→ **Consegna A**
Nel brano sulla scelta dei film, a quale cinema appartengono le «storielle senza sale» nominate nell'ultima frase?
→ **Consegna B**
Prosegui il brano sulla scelta dei film dopo la frase «Storielle senza sale come quelle del cinema indie.»

Cosa cercate, voi, in un buon film?
Quando decidete cosa andare a vedere al cinema, cosa affittare al videonoleggio, cosa guardare sulla pay-tv o cosa scaricare da Bittorrent, in base a cosa scegliete un film? Cercate qualcosa di noto o qualcosa di ignoto? Preferite film che parlino in modo quanto più fedele di vite simili alla vostra, o sperate di evadere lontano? Cercate di rispecchiarvi il più possibile nei personaggi o venite irritati dalla pretesa di parlare di cose a voi familiari?
Io pendo spesso per la prima ipotesi, lo ammetto. E lo considero in buona parte un difetto, che mi tiene lontano da generi che sovente scarto a priori (scoprendo poi anni dopo di essermi perso dei capolavori), in favore di storielle senza sale che srotolano riferimenti di cultura pop in cui mi ritrovo. Storielle senza sale come quelle del cinema indie.

[Voci di etichettatura della posizione nelle immagini]
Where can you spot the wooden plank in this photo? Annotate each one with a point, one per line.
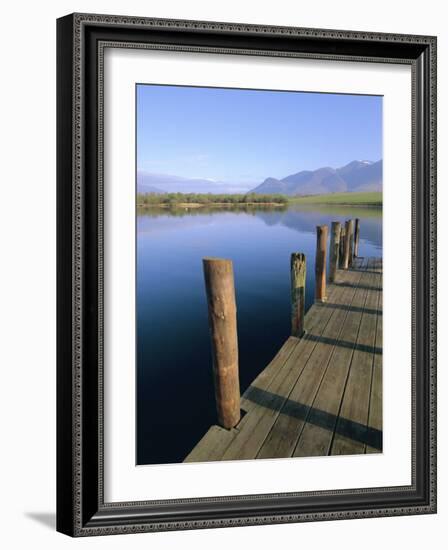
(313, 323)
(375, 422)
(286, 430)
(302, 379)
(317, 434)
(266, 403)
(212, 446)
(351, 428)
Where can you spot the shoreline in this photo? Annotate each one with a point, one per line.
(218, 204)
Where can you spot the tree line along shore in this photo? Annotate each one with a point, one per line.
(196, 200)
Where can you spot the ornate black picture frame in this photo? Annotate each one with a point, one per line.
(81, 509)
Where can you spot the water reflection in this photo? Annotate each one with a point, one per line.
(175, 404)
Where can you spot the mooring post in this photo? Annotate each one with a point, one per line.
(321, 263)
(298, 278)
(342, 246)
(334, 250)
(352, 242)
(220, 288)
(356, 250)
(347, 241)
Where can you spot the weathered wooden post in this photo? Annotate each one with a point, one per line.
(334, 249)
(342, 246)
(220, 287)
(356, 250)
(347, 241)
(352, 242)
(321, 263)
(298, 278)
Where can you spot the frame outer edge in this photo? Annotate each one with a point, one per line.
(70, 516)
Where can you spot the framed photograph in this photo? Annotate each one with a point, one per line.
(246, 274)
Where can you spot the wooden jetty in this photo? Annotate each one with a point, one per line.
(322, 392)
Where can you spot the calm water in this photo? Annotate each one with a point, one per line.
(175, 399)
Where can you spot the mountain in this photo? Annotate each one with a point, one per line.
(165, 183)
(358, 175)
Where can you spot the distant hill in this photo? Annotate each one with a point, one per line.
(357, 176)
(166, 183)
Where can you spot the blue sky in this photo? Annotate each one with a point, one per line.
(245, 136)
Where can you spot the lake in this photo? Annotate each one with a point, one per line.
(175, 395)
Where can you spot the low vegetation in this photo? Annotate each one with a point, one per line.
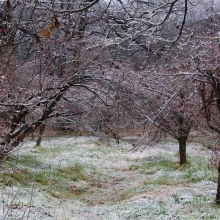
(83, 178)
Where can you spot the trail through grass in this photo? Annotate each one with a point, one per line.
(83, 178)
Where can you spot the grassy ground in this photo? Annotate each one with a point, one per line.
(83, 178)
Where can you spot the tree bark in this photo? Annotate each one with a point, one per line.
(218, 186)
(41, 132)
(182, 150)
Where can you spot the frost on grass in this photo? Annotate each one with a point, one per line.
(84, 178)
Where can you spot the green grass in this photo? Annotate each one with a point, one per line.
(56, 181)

---

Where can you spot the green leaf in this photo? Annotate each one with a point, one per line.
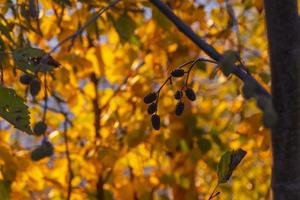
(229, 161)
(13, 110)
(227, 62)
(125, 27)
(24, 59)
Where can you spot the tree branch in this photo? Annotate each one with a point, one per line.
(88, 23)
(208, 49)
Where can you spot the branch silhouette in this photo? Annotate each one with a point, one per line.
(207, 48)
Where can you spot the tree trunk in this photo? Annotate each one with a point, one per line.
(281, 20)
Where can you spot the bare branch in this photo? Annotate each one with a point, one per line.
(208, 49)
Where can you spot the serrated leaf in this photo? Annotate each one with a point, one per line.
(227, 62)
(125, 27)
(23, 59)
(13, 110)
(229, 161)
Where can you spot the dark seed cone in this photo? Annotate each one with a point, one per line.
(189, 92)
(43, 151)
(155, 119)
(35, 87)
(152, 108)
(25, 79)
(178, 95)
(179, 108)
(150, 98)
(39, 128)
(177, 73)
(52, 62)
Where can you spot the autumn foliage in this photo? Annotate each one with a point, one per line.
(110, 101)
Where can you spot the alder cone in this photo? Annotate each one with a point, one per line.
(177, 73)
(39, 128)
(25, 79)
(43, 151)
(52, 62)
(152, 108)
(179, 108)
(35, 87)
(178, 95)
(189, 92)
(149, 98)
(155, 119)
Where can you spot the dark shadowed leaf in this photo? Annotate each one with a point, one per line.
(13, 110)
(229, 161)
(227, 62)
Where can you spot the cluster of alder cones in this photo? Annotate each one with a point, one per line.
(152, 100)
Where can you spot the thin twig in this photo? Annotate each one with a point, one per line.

→ **Risposta corretta A**
Al cinema indie.

→ **Risposta corretta B**
Il cinema indie è una mostruosità. Il cinema indie (in cui il vaghissimo termine che tanto amiamo è da intendersi nel senso pitchforkiano del termine, di quella cultura pop per lo più anglosassone che vorrebbe opporsi al mainstream ma è di fatto costretta a metterne in piedi una versione distorta e snob, condannata tanto all’irriducibile inseguimento del futuro quanto alla venerazione del passato) era una rarità fino a qualche anno fa, mentre ora, scoperto un segmento di mercato ingenuo e appetibile, è diventato un vero e proprio filone, con capostipiti nobili (dalle grandi commedie degli anni ’80 a recenti film di culto come Eternal sunshine of the spotless mind, I Tenenbaums o Lost in translation) e produzione abbondante. Il suo target (e i suoi protagonisti) siamo noi, tardoadolescenti, twenty e thirty-something occidentali con buoni titoli di studio, discreto potere di acquisto e una declinazione di gusti su musicacinemalibriinternet che ci fa sentire migliori di coloro che ci circondano.
Nel momento in cui si è rivelato come un genere, il cinema indie era già morto.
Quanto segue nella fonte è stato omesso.